-- TASK DATA --
◆ ◆ ◆
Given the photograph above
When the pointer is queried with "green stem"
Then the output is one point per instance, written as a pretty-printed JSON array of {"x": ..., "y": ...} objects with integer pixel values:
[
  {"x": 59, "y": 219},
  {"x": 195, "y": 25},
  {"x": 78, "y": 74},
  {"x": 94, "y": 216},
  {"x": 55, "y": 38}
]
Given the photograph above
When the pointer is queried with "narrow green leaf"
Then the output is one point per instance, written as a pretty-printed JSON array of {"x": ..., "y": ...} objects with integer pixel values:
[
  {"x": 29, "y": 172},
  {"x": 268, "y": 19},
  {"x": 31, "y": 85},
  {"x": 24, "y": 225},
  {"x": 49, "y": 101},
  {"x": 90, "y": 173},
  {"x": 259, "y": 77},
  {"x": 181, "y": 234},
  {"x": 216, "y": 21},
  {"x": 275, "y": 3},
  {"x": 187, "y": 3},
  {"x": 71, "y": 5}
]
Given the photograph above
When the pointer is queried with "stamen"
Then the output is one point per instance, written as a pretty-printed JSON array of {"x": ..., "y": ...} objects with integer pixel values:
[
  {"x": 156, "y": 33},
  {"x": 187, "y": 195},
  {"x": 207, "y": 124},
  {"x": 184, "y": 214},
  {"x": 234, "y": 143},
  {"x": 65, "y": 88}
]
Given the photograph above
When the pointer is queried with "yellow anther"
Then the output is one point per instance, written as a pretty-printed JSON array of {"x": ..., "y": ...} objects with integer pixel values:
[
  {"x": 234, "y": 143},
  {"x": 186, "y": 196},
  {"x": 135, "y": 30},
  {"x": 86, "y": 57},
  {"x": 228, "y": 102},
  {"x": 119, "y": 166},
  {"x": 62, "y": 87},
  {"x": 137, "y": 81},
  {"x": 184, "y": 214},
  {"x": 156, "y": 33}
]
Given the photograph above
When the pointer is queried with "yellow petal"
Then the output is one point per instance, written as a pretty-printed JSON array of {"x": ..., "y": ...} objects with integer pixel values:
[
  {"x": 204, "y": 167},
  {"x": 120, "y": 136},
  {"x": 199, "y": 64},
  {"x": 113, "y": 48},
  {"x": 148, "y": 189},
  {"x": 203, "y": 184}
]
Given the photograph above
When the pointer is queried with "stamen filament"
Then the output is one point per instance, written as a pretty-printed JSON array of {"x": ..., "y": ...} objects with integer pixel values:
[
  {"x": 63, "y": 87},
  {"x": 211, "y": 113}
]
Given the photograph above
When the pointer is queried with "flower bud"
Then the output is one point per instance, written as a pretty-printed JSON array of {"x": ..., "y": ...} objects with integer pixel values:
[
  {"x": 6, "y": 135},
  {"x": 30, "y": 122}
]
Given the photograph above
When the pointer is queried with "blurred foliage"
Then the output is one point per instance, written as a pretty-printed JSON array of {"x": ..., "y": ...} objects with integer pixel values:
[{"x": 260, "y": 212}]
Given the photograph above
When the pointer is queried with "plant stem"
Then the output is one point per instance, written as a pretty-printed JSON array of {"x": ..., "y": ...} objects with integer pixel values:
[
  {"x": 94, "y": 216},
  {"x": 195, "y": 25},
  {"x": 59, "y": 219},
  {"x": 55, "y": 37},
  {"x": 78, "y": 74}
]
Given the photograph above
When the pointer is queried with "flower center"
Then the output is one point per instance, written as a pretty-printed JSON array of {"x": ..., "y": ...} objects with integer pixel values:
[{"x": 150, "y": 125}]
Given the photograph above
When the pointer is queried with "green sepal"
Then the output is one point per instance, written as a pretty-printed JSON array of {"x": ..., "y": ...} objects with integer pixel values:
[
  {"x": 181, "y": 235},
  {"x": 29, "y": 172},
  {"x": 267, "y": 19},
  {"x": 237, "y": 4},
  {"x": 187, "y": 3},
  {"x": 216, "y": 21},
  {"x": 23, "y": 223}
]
◆ ◆ ◆
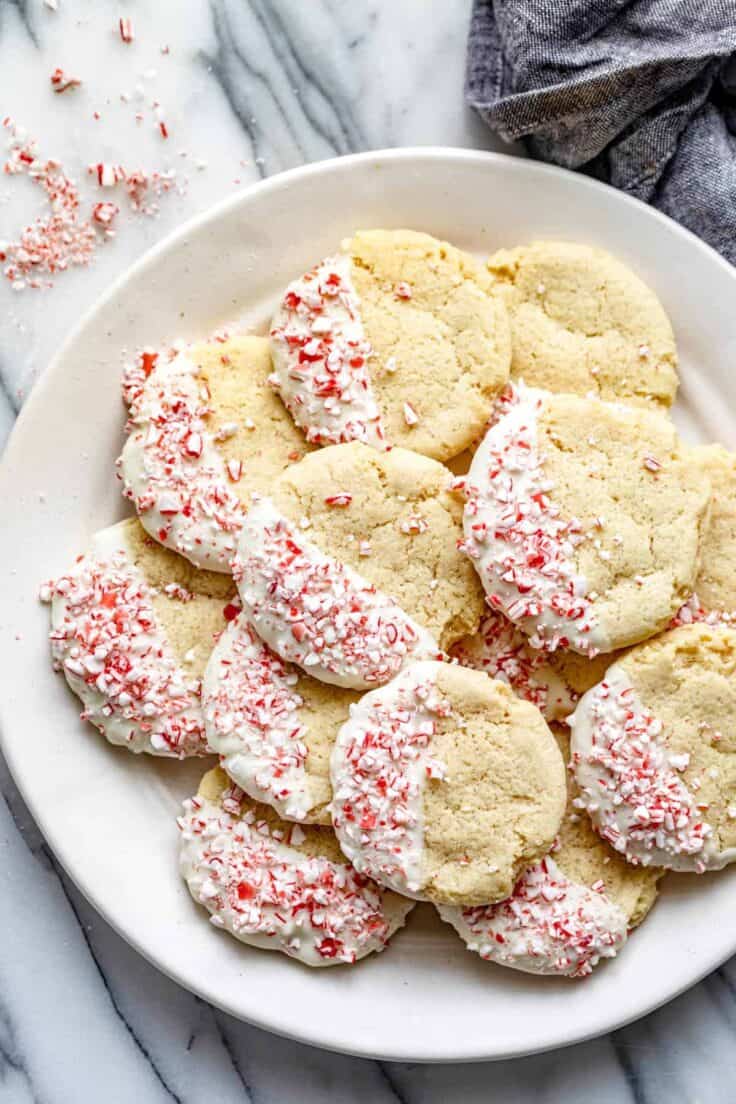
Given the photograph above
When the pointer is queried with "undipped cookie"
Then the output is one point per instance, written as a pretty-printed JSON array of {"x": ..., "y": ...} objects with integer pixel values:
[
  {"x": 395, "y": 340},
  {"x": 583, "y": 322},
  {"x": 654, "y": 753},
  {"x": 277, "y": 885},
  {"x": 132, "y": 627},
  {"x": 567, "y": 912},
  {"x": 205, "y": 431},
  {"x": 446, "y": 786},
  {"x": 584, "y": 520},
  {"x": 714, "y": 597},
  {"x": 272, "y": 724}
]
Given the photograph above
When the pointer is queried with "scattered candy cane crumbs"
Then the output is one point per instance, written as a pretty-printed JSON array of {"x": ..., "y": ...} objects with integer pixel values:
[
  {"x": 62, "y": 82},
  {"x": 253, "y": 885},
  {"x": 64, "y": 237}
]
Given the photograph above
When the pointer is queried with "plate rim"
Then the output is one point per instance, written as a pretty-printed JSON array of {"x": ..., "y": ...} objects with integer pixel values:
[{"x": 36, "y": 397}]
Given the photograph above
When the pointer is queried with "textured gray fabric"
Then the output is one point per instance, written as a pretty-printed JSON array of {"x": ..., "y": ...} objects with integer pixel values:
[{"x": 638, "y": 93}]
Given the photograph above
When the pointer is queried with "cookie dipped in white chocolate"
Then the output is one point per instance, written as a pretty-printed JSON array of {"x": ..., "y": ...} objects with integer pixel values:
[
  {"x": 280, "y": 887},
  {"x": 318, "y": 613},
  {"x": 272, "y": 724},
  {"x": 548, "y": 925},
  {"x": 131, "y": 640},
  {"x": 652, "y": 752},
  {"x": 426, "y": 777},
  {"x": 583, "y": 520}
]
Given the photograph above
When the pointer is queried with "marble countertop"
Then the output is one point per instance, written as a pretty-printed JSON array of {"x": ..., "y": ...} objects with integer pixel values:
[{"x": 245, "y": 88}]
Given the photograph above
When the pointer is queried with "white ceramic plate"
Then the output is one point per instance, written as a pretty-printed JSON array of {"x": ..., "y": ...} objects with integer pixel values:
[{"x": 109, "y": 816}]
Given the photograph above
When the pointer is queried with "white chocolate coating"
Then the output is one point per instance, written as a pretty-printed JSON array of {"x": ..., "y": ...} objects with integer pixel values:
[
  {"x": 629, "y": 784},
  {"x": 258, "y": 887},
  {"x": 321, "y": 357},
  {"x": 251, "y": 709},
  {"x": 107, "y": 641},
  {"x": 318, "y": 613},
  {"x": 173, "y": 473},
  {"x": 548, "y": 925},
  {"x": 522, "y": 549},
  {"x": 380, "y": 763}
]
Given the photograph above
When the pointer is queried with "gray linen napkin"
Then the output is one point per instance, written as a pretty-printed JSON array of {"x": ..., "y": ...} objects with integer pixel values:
◆ ◆ ◆
-- WRITTEN PROBLEM --
Collect every line of the listing above that contains the string "stamen", and copy each one as it appears.

-- FULL SOLUTION --
When the pointer is queried with "stamen"
When the pointer is queried with "stamen filament"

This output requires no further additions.